**Your tasks**
1: Reproduce the stretch of the service degradation report from "Intermittent Service Degradation" through "changes have been.".
2: Continue the report on Vero's service degradation, picking up after its final sentence.

***** Given text *****

Intermittent Service Degradation Week of 2023/10/16 - 2023/10/20
We believe we have addressed the underlying configuration issues when led to last week's major service degradation.
Over the past few months we've been working on some important optimizations and security patches to several of our key data stores and infrastructure. These changes were meant to be rolling changes with no production impact and many of the changes have been.
Unfortunately, some of the changes we made led to unanticipated issues, causing degraded performance across the majority of Vero's services.
One of the database shards on which we store and read user properties has been falling out of sync with the primary data store. Unfortunately, the services that rely on this particular data source include those that personalize email content and evaluate automated campaigns and workflows. These services will wait for eventual consistency but have a low tolerance for delays in order to deliver the speed our customers expect. This has caused periodic, significant delays.
We've been able to uncover the source of these issues and have made configuration changes that have resolved the synchronization lag. We are monitoring to ensure there are no further issues.
Separately, we recently made some important optimizations to our event storage to improve performance. Despite significant planning, these changes led to unexpected degredation in some of the queries related to automated email delays.
Our platform team has been hard at work optimizing these queries and we've seen major improvements. Processing is back to BAU at this time. We are monitoring and are continuing to make further optimizations until we've seen the net performance improvements we're targeting.

***** Given data *****

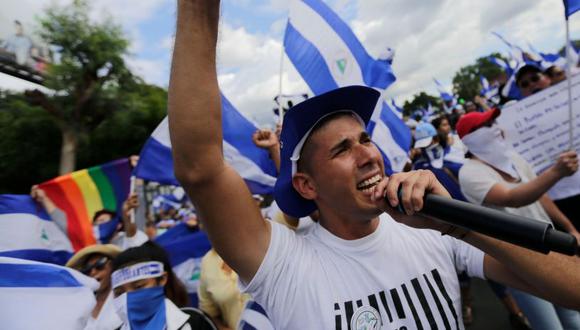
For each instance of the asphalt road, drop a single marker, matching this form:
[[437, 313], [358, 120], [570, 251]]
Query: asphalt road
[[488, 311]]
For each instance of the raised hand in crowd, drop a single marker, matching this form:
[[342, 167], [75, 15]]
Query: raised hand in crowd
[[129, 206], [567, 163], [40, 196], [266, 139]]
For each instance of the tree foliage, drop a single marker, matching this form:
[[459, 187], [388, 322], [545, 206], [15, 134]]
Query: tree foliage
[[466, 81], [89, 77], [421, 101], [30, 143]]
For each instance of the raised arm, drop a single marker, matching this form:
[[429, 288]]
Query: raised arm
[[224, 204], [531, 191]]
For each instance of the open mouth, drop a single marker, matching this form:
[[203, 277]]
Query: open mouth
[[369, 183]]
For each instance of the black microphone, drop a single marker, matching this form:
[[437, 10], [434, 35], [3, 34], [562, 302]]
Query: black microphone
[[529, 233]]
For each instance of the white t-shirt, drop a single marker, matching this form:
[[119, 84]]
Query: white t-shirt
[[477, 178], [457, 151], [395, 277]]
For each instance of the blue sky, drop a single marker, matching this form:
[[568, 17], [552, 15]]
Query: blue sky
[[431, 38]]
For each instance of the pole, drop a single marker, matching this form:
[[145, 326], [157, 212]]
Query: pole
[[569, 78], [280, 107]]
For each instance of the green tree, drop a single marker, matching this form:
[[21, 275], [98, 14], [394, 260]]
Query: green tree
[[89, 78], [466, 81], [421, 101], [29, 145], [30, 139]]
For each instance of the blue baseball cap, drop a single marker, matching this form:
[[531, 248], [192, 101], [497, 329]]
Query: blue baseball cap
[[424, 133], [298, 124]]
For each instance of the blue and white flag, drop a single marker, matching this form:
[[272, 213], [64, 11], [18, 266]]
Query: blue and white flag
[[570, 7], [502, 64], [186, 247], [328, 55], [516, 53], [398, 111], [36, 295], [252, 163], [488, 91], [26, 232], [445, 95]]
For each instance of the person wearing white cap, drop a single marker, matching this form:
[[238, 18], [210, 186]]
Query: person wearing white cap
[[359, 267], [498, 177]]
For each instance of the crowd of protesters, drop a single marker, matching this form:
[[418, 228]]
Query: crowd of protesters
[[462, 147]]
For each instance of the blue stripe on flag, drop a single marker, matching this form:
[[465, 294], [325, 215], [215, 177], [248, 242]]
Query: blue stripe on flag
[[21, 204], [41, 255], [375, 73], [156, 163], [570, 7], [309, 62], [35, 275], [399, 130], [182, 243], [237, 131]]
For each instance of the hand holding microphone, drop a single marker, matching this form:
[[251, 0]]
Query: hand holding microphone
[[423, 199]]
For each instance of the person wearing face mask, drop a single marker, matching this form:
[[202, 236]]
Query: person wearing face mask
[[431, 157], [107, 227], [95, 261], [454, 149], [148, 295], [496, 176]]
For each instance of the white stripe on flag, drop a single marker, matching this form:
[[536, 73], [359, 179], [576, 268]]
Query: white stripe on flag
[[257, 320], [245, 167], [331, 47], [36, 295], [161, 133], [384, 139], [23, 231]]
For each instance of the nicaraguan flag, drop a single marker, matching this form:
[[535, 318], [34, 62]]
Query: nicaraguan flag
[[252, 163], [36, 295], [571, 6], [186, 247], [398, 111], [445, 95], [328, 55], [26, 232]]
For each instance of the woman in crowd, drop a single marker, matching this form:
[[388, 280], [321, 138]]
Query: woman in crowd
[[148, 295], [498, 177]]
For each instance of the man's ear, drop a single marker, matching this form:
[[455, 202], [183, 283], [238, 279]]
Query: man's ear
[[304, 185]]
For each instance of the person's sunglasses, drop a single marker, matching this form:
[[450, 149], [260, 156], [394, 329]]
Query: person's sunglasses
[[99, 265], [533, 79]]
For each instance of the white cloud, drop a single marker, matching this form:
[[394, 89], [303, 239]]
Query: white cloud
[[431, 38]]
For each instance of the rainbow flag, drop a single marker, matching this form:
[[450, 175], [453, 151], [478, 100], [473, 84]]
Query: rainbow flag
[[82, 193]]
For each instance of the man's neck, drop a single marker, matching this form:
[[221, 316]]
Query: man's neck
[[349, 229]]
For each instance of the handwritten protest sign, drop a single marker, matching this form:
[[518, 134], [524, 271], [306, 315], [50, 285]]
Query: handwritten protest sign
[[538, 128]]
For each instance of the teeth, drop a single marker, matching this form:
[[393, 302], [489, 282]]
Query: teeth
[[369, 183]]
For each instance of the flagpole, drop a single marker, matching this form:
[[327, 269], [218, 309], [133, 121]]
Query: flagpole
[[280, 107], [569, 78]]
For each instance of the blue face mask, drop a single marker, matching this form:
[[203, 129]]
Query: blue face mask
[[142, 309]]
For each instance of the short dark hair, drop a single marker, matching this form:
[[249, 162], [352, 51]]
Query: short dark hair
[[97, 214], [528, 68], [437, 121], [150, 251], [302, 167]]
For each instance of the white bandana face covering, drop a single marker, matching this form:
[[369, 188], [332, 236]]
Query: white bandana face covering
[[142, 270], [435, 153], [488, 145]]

*****

**Final results**
1:
Intermittent Service Degradation Week of 2023/10/16 - 2023/10/20
We believe we have addressed the underlying configuration issues when led to last week's major service degradation.
Over the past few months we've been working on some important optimizations and security patches to several of our key data stores and infrastructure. These changes were meant to be rolling changes with no production impact and many of the changes have been.

2:
It has taken us longer than we would like to roll forward and adjust the configuration to return performance to the needed levels. We have been monitoring and have seen all services operating as expected. We will continue monitoring until we are certain we have restored the systems to their full capacity.
We are continuing to monitor the situation and make adjustments to improve performance. We will share a post mortem when we are satisfied that the situation is resolved
We apologize for the service degradation experienced intermittently throughout this last week.
These have been caused by some large, necessary infrastructure improvements we are making to our system.
The primary changes have now been made and we expect to see improvements to any remaining performance issues over the next several hours.
We will continue to monitor the situation over the weekend, and provide a more detailed post-mortem afterwards.
Thanks for your patience. If you have any questions, please emails us via email@example.com.
This incident affected: Vero Cloud: Ingestion API, Vero Cloud: Newsletter processing, Vero Connect: Newsletter processing and Vero Cloud: Automated email processing (Transactional emails, Behavioral emails, Workflows).